TASK DIRECTIONS:
Which lines in the rows below contain the string "face"? Collect every one of them and copy each unchanged.
* Begin TASK INPUT *
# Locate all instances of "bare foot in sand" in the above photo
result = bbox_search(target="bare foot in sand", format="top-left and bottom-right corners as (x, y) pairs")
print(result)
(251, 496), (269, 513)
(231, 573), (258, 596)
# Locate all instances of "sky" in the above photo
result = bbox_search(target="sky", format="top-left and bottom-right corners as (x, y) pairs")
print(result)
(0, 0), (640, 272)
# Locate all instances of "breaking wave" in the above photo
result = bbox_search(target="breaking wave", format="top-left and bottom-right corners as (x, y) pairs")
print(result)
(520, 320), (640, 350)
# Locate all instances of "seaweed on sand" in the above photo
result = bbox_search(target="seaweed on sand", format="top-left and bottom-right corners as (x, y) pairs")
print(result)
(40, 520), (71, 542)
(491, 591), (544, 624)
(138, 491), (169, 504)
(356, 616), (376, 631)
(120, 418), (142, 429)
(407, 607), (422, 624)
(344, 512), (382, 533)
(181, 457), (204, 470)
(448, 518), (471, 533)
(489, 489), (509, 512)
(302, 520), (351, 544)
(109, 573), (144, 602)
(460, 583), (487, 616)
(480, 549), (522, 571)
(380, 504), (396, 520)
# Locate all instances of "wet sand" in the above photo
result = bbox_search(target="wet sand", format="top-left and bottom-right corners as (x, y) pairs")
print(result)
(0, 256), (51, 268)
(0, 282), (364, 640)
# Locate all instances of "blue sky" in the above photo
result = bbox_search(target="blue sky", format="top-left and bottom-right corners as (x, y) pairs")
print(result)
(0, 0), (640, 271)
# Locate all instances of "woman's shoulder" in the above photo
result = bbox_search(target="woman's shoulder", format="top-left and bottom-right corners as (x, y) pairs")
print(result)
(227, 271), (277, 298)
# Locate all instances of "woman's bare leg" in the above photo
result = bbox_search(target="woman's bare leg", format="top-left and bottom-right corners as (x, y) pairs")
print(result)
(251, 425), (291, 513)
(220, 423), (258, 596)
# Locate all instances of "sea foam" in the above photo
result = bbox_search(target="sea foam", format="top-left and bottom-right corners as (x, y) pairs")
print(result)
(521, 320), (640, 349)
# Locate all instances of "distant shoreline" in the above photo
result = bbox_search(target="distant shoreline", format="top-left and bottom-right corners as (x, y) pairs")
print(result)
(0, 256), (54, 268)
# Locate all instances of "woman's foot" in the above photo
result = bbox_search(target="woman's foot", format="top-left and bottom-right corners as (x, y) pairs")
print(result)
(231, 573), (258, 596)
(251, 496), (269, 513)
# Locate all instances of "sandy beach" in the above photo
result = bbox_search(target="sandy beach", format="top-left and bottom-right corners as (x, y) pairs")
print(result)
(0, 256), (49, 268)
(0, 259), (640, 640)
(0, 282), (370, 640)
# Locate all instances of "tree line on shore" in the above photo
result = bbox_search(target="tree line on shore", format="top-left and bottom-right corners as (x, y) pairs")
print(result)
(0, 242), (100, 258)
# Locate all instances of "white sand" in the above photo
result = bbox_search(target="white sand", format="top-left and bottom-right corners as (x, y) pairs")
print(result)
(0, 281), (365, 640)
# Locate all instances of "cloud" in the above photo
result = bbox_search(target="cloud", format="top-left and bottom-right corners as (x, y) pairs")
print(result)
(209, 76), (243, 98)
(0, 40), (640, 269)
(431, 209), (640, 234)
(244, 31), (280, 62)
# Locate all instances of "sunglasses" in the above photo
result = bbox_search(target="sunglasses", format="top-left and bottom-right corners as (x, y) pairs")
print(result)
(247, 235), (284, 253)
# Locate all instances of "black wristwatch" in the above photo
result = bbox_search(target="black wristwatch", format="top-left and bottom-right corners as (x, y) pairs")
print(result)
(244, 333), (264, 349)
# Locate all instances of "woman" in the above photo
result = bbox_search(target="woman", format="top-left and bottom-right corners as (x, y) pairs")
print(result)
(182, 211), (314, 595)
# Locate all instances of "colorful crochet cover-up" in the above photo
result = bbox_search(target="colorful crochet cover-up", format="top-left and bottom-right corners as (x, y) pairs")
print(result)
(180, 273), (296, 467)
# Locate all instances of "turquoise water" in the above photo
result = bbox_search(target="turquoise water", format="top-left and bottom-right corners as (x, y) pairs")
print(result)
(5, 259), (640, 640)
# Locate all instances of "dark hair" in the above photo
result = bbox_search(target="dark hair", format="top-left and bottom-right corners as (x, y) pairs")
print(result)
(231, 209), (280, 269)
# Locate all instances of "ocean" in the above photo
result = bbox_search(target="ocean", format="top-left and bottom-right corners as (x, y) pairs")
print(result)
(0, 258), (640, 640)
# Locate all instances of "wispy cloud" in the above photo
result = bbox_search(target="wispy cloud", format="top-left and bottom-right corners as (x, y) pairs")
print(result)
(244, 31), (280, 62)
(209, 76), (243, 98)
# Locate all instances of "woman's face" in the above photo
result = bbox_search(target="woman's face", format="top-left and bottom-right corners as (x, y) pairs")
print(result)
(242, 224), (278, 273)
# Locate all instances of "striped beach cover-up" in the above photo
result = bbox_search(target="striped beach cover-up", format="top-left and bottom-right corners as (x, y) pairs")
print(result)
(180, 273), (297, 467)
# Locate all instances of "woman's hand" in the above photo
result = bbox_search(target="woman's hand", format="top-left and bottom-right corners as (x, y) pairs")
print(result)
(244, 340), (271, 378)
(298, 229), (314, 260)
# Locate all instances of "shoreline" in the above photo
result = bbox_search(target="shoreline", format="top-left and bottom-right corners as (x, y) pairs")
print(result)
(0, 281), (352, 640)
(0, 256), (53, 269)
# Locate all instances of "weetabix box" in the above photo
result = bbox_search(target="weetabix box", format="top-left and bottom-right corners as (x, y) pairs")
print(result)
* End TASK INPUT *
* Begin TASK INPUT *
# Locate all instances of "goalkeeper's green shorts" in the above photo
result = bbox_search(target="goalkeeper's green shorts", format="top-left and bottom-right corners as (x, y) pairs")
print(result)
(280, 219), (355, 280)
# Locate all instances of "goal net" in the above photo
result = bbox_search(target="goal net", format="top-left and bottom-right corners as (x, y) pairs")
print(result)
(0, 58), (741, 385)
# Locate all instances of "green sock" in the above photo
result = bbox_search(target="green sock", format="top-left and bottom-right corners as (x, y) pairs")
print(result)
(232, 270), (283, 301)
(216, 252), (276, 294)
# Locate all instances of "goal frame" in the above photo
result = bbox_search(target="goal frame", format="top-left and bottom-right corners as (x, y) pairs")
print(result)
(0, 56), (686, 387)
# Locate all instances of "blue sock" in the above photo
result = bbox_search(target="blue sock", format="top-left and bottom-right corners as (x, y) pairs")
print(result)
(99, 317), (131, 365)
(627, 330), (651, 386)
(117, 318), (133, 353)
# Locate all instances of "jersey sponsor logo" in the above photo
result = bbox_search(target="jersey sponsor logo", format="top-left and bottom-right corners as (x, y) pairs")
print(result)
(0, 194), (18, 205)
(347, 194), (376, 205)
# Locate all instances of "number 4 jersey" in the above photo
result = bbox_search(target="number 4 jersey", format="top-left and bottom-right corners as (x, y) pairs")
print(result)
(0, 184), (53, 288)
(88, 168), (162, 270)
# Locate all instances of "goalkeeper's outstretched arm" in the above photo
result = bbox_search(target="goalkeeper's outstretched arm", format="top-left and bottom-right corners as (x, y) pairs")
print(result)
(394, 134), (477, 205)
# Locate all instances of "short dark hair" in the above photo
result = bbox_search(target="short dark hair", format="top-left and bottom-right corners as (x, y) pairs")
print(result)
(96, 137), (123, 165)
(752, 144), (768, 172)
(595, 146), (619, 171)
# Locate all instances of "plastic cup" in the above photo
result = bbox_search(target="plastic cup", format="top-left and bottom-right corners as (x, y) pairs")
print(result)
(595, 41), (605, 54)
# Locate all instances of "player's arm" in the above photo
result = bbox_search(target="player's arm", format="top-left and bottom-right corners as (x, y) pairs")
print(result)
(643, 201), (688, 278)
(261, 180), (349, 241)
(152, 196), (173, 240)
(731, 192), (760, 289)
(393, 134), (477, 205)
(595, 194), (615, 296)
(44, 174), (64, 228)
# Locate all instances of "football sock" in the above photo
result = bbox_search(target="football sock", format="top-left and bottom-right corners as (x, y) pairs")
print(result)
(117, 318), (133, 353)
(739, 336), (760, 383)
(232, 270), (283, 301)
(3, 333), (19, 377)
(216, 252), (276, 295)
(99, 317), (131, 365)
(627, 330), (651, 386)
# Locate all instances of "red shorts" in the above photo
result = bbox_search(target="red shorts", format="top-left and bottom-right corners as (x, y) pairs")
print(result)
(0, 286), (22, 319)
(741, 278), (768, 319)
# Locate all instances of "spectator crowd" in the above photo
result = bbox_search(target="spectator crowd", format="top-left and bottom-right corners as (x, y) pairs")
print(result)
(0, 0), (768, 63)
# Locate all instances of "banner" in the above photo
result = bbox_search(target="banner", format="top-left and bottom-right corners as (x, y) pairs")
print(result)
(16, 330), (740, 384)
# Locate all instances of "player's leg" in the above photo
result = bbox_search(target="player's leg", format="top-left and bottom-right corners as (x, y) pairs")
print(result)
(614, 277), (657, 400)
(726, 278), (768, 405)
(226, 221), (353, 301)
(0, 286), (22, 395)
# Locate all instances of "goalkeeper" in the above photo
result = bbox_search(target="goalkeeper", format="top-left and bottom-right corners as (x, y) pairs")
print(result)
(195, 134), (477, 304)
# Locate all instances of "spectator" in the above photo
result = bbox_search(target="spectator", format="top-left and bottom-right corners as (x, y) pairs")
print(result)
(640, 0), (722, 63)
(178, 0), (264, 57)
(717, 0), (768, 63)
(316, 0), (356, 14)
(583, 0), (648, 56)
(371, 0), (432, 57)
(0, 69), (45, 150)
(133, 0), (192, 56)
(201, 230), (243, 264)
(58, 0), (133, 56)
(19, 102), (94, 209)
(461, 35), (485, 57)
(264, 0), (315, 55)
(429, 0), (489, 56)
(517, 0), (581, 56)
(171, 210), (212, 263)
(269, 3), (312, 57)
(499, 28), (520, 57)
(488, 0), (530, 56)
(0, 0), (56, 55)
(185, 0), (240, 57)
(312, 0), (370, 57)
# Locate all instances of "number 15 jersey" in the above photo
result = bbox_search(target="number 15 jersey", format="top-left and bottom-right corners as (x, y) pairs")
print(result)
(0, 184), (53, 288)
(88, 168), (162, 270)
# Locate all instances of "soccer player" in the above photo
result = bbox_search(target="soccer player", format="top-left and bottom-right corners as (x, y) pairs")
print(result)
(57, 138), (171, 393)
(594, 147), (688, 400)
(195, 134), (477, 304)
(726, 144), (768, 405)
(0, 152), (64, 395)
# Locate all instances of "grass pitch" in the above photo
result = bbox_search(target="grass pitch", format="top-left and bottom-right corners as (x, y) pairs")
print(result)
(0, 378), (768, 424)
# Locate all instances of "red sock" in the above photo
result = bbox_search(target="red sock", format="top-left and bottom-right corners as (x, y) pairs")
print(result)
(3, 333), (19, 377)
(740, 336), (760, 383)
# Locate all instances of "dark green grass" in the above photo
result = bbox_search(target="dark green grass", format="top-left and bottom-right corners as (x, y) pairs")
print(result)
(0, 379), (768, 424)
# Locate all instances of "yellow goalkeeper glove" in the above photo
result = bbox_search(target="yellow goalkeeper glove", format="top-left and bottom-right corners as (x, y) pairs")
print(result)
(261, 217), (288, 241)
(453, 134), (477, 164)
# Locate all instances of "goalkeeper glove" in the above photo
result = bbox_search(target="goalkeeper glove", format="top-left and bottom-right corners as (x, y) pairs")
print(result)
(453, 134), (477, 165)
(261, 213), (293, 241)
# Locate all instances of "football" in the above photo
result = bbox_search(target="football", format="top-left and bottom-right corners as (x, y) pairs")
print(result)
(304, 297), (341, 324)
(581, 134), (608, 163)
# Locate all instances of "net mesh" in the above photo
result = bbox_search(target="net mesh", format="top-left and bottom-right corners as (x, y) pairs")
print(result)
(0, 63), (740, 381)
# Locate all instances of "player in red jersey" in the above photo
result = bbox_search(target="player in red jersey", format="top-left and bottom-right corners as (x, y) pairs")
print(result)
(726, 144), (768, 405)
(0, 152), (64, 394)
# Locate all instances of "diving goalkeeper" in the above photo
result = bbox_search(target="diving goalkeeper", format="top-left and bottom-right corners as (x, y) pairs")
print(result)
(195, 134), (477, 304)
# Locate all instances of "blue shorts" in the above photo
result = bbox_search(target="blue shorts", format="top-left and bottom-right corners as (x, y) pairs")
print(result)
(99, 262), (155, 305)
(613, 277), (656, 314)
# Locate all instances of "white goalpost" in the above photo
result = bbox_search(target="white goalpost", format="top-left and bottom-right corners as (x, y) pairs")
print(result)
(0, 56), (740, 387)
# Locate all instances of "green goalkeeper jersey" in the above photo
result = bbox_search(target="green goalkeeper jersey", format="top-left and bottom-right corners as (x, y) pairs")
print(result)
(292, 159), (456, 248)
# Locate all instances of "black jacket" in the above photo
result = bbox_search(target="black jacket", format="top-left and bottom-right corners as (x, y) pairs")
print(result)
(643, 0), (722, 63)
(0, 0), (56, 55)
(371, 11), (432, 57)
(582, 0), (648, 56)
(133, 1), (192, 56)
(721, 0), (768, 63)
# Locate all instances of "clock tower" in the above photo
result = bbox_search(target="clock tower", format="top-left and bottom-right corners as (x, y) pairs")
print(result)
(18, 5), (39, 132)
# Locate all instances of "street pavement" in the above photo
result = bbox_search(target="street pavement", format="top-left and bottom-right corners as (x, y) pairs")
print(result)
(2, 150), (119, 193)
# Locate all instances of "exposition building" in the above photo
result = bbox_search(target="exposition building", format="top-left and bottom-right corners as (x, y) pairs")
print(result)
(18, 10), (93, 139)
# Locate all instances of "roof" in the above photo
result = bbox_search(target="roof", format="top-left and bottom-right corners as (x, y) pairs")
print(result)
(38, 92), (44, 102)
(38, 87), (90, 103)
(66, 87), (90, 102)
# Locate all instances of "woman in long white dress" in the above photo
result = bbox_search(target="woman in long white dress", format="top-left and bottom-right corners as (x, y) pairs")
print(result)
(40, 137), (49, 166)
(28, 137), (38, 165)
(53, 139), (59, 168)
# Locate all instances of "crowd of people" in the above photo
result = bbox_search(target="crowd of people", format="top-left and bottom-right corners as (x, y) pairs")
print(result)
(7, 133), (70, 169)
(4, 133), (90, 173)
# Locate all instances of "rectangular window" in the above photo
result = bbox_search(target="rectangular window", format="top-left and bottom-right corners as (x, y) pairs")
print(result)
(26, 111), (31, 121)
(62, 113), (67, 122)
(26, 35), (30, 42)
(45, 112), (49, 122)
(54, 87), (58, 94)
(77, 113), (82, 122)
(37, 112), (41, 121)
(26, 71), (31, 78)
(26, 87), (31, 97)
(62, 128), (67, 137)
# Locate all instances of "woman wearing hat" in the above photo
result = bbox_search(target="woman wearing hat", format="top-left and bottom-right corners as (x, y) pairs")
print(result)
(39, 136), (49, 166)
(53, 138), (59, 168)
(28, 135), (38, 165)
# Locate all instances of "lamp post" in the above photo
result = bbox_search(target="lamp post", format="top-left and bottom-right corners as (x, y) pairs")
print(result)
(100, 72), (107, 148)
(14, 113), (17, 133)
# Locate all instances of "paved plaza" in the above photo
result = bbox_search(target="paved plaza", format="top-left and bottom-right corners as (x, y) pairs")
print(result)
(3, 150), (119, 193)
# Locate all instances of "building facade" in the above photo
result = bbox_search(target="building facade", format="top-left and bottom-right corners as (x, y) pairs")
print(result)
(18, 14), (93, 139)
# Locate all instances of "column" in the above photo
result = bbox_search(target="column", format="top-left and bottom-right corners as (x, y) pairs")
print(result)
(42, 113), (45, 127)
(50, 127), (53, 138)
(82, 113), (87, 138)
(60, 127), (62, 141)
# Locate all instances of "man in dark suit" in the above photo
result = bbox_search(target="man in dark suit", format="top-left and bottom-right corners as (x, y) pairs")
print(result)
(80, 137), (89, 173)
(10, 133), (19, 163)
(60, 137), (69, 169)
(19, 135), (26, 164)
* End TASK INPUT *
CORRECT RESPONSE:
# Locate all instances of "woman's face" in the above photo
result = bbox_search(target="woman's face", format="top-left and bottom-right corners as (x, y) pairs")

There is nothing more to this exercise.